──────── Reading text ────────

The Good News Machine
Right now, we’re all remote. This means that our social lives, daily interactions, and close relationships all have moved to a digital world. Of course, the core of social relationships is sharing experiences together, reacting to events, and the resulting interchange of emotions. Emoji, gifs, and message reactions are all proof.
In addition to our company-wide response to COVID-19, we decided to use our technology to build the Good News Machine. In a nutshell, this app runs sentiment analysis on headlines from across the world, and shares a good one every 90 seconds. Every user engaged with the app will see the same headline, and can react to it via emoji reactions, or in live chat. It’s a small, simple way to see something positive in a sea of ill tidings.
Enabling Human Interaction
The Good News Machine serves up good news, but it is also a place where the same news is shared between all users, possibly thousands, at once. In addition to making the remote world a brighter one, the app lets you know how others are reacting to the news in real-time. In other words, sharing is built-in.
Why focus on sharing?
When you make a live experience interactive, even in a simple way, it becomes a spark for social encounters. It enables people to make contact, and to affect one another in a small way. So, while the good news is important to see, it’s really a vehicle for something else.
When you make a live experience interactive, even in a simple way, it becomes a spark for social encounters.
What is really on offer here, what’s truly valuable, are the reactions and feelings that are shared between us. In effect, this shows us that remote interaction is still human interaction. And, sharing positive experiences amplifies their effects. What we consider good is amplified by the positive feelings of others.
By offering the headline, reactions, and chat to all, together, the Good News Machine facilitates a true social gathering, virtually.
Edge Messaging for Sentiment Analysis and Moderation
This is all achieved by sharing reactions using an edge messaging infrastructure. The infrastructure behind the app ingests a feed of articles, running sentiment analysis on the edge to decide whether or not a headline is truly good news, before pushing it to all users.
Plus, all users are kept in sync, viewing the same headline, regardless of number or location. It’s the same technology that powers trillions of other unique, remote interactions around the world every day.
As people react to the news, their reactions are shared with everyone. Finally, this same infrastructure hosts the live chat functionality that lets users engage directly with one another. As with the basic sentiment analysis, edge computing is also used to access Sift Ninja, filtering profanity out of chat messages so that chat stays positive, too.
Building Good News
Traditionally, to set up this style of technology, you would look to open source solutions to:
Serve the same article to all users in real time
Aggregate reactions
Display reactions to all users when they happen.

──────── Data for analysis ────────

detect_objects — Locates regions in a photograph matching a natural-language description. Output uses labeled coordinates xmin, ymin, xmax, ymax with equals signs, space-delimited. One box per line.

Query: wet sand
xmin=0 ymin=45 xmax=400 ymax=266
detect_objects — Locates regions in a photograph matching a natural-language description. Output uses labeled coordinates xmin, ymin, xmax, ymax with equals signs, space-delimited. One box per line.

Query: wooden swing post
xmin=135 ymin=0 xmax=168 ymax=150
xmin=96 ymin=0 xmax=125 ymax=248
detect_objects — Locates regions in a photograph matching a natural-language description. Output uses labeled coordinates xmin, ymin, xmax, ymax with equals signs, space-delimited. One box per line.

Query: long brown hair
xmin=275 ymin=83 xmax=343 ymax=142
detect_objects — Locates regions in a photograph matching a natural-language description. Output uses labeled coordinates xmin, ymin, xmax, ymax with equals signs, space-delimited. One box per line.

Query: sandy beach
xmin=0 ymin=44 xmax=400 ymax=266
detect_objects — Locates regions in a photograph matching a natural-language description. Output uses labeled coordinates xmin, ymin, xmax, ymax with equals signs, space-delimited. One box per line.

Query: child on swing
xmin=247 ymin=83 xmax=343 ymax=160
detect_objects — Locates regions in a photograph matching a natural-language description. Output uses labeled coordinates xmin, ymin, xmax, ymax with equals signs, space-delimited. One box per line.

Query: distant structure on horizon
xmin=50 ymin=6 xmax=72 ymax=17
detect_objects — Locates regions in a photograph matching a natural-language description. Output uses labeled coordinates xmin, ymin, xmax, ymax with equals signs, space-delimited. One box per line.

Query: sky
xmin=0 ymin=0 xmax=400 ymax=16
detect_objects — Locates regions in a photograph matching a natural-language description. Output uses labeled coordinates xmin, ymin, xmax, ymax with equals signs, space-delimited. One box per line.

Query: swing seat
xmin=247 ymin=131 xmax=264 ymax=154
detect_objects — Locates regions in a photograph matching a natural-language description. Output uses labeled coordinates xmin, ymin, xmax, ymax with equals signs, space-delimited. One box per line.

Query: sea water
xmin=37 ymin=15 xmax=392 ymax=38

────────

§ List of tasks:
a: Please copy out the passage of the Good News Machine article starting with "Enabling Human Interaction" and going on through "sharing is built-in.".
b: Extend the Good News Machine article onward from its final line.

§ Results for the exercise:
a:
Enabling Human Interaction
The Good News Machine serves up good news, but it is also a place where the same news is shared between all users, possibly thousands, at once. In addition to making the remote world a brighter one, the app lets you know how others are reacting to the news in real-time. In other words, sharing is built-in.

b:
You’d need to select a sentiment analysis solution, and you'd ensure that sure your infrastructure can process all the required headlines.
Then, you’d create a deployment architecture, review expected scale requirements, bring together the team and specify goals to begin the development of your aggregation system. But, all of this is only the beginning.
The infrastructure required to transmit and aggregate our reactions is the first phase. Next, you need to build a user interface that allows the display of the results, sharing those user reactions in real time.
When you're building a digital interaction that's intended to feel immediate and organic, you need a responsive experience.
Beyond this, if you want to implement live, responsive chat, you’re looking at creating what amounts to the backend of an entire application. These things are mission-critical to applications that provide exciting and powerful remote interactions, but are prohibitive to scope and build from scratch.
When you're building a digital interaction that's intended to feel immediate and organic, you need a responsive experience. That means a nice interface, but it also means that messages go through in a flash. It means everybody really is synchronized, and it means everybody can see and react to your activity as it happens.
Key Takeaways
Rather than taking on all this scope, you’d be off to a good start by looking into real-time platforms that offer edge-computing, built-in integrations with sentiment analysis providers, and a chat API. Bringing these elements together, we were able to build this app quickly.
In all, the value we found in the Good News Machine is that it brings the shared, missing human interactions we expect to the digital world. In other words, the good news isn't just good news— it’s a way to finally reconnect with others. For this, we need to see how others react. With PubNub power, the human element comes through.